Gregory Mark Pascoe Searle  (born 20 March 1972) is a British Olympic rower educated at Hampton School and London South Bank University.

Career
Greg Searle is an Olympic gold medalist, winning the coxed pairs event at the 1992 Barcelona Olympics with his brother Jonny Searle and cox Garry Herbert. He also won a World Championships gold medal in 1993 with his brother. In the 1996 Atlanta Olympics, he finished third in the coxless four event. Following Atlanta, he converted briefly to competing in the single scull (coached by Harry Mahon) where he won bronze at the 1997 World Rowing Championships and in the same year the single sculls' event at Henley Royal Regatta. He was a finalist in the men's pair at the 2000 Sydney Olympics with Ed Coode, finishing a disappointing and close fourth, having led much of the way.

After his retirement as an international rower, Searle joined the British sailing team in the America's Cup. He was a "grinder" in the 2002 Challenger Series.

He returned to international rowing at the age of 38 for the 2010 World Rowing Championships and was part of the British squad that topped the medal table at the 2011 World Rowing Championships in Bled, where he won a silver medal as part of the eight with Nathaniel Reilly-O'Donnell, Cameron Nichol, James Foad, Alex Partridge, Moe Sbihi, Tom Ransley, Daniel Ritchie and Phelan Hill.

He won an Olympic bronze medal, age 40, in the men's eight at London 2012.

Searle was awarded an MBE in the 1993 New Year's Honours, following his gold at Barcelona.

■ SUPPLIED DATA:

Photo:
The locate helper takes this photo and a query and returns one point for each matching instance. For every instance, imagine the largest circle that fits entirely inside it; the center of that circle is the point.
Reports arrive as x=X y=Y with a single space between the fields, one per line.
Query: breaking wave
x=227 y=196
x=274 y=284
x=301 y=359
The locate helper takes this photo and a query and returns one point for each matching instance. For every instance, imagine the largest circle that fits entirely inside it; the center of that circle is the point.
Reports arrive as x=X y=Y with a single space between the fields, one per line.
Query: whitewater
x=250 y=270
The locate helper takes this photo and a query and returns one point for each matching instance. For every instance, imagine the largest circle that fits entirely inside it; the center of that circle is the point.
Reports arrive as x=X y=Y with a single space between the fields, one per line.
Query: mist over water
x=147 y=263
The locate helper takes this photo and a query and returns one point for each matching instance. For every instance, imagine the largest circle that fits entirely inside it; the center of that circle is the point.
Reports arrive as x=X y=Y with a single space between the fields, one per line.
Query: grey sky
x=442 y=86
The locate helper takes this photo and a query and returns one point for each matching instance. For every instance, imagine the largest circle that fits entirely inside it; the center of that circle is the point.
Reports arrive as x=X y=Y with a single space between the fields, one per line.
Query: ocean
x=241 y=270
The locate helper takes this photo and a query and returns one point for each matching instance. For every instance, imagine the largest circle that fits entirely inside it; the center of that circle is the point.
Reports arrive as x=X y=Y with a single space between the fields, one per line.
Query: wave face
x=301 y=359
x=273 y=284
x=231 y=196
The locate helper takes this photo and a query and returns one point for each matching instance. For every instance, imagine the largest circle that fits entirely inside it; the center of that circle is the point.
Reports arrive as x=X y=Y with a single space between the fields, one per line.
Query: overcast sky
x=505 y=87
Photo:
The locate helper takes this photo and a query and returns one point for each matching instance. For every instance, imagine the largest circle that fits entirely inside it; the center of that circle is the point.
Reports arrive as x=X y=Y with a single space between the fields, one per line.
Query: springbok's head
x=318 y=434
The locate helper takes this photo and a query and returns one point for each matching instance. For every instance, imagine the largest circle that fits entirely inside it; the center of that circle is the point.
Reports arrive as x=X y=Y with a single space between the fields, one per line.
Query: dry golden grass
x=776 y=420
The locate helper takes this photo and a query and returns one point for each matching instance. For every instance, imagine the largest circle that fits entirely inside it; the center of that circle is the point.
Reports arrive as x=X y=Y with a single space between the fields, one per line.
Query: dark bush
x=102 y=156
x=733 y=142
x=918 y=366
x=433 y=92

■ EXERCISE OBJECTIVE:
Rewrite the passage on Greg Searle starting at "He won an Olympic" and ending at "gold at Barcelona.", substituting "granted" for "awarded".

■ PROBLEM SOLUTION:
He won an Olympic bronze medal, age 40, in the men's eight at London 2012.

Searle was granted an MBE in the 1993 New Year's Honours, following his gold at Barcelona.